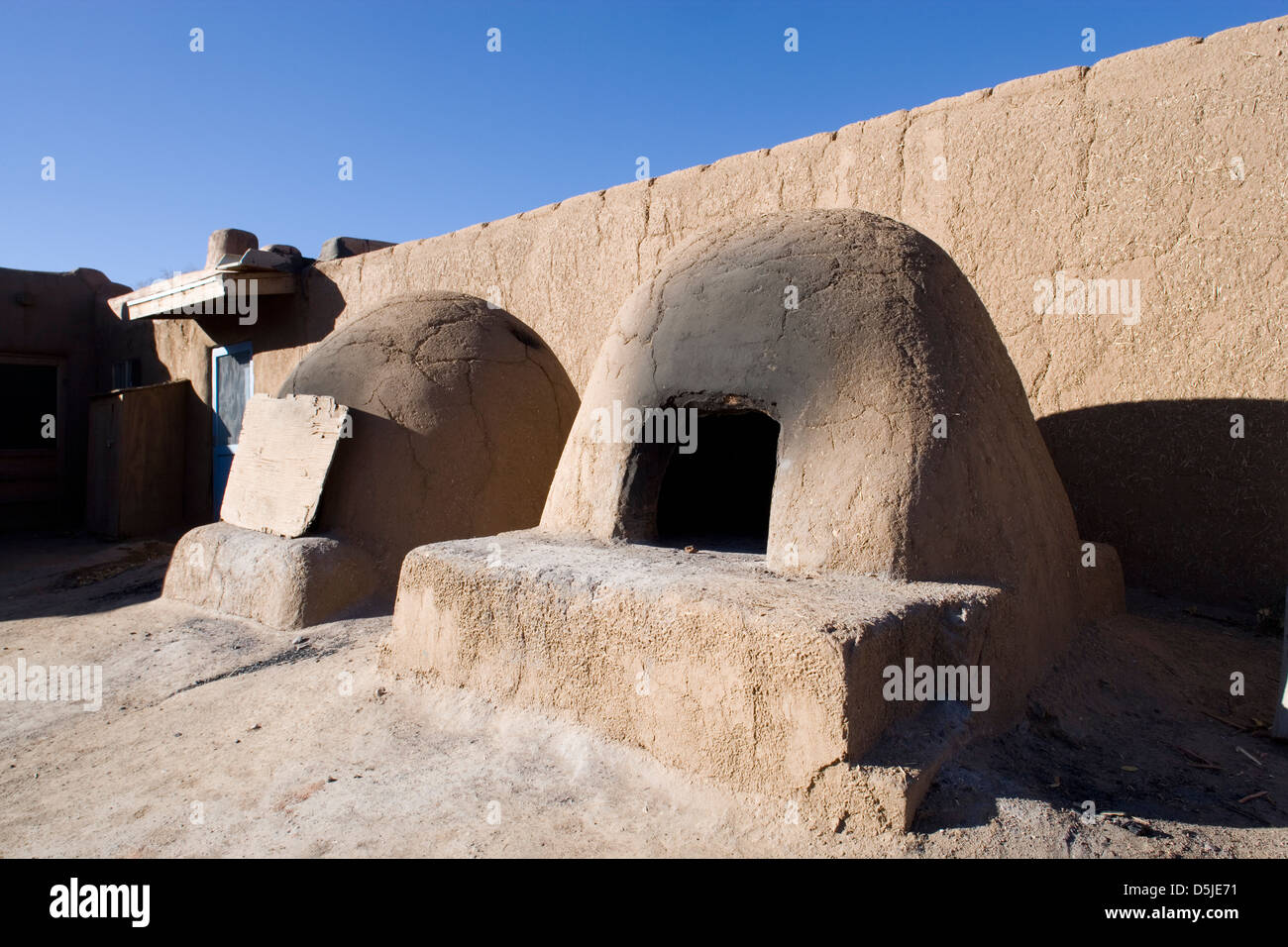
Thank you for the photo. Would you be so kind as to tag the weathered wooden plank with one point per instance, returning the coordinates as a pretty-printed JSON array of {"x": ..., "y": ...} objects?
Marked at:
[
  {"x": 1279, "y": 729},
  {"x": 281, "y": 463}
]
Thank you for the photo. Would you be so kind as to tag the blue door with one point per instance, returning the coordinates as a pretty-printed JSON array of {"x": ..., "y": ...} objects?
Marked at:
[{"x": 232, "y": 380}]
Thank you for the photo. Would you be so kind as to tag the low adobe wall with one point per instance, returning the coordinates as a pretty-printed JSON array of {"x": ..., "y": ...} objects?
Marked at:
[{"x": 1164, "y": 165}]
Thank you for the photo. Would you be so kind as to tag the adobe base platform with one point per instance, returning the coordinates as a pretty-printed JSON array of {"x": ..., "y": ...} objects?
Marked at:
[
  {"x": 281, "y": 582},
  {"x": 706, "y": 660}
]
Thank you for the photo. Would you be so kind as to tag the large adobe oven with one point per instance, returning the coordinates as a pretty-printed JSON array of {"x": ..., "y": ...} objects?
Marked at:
[{"x": 867, "y": 486}]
· · · ·
Reproduce the records verbatim, omitting all images they contain.

**EXERCISE RESULT:**
Thank you for the photo. Would you be so kind as to tag the weathered wooden plank with one point per instance, returning the coordinates as a pretty-printed JSON array of {"x": ..., "y": ...} objects?
Marked at:
[
  {"x": 1279, "y": 729},
  {"x": 281, "y": 463}
]
Thank you for the photo. Would you be so kind as to tag the blue door with one point per instance, returning the coordinates as a pretty-printed JSON array of {"x": ..., "y": ...} objects?
Marked at:
[{"x": 232, "y": 380}]
Thank you for the photo. Would you be so kind as to tag the low adobe wall with one point per instance, returning the coordinates as a pretty-printed JSON array of {"x": ..., "y": ...} objects?
Marked at:
[{"x": 1164, "y": 165}]
Thank you for the photo. Would you be so kind as to tag the adobe base platform with one point per instance, returning the coordinates as a pretty-printed JSON array of {"x": ..., "y": ...} objects?
Marked at:
[
  {"x": 281, "y": 582},
  {"x": 706, "y": 660}
]
Thank you for the photo. Would you be so kind as to tag the large adobe oven with one point per instance, returning the coordinates as a pretty-printed JSON array of {"x": ..., "y": ...} objects?
Marked at:
[{"x": 867, "y": 486}]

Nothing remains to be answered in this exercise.